**Document passage:**
---
Studio album by Chantal Kreviazuk
- Released: June 17, 2016
- Label: Warner Music Canada

Chantal Kreviazuk chronology
| Plain Jane (2009) | ''Hard Sail'' (2016) |  |

= Hard Sail =

Hard Sail is the sixth studio album by Chantal Kreviazuk. It was released on June 17, 2016. A single, "Into Me", was released in October 2015. A second song from the album, "All I Got", was released as a single on May 6, 2016.

Kreviazuk says at least two songs on the album, "Lost" and "I Love You", were inspired by recent traumatic real-life experiences. "It involved going through a bit of shock and PTSD and witnessing something pretty difficult and graphic," she said. Kreviazuk says within days of the incident she arranged for some studio time, intending to use music to help her process the event. The song "Lost" was composed on the spot while the engineer recorded her performance. "I Love You" was written later in her recovery as she reflected on the assistance she received in this period from her husband Raine Maida. Kreviazuk previously performed "I Love You" in 2013 at a gala in a Fourth of July celebration in Vancouver, with the song recorded in only two hours. Kreviazuk also revealed, in an interview with Interview magazine, the song "Vicious" was about the trafficking of sex slaves by the Islamic State of Iraq and the Levant extremist group.
---
**Stored data:**
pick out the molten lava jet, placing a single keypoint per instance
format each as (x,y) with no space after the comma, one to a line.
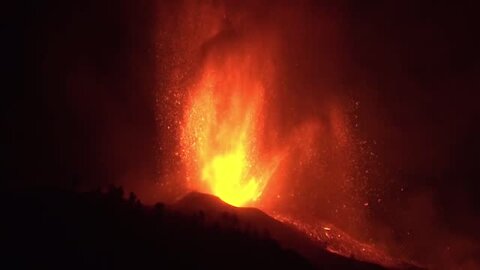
---
**Tasks to perform:**
- a) Answer these questions about the Hard Sail text, one per line:
(i) Which label released Hard Sail?
(ii) Which song from the album came out as a single on May 6, 2016?
(iii) Who is named as Kreviazuk's husband?
- b) Rewrite the part of the Hard Sail text that opens with "Hard Sail is" and closes with "May 6, 2016.", changing "sixth" to "6th".

**The responses:**
- a)
(i) Warner Music Canada
(ii) "All I Got"
(iii) Raine Maida

- b)
Hard Sail is the 6th studio album by Chantal Kreviazuk. It was released on June 17, 2016. A single, "Into Me", was released in October 2015. A second song from the album, "All I Got", was released as a single on May 6, 2016.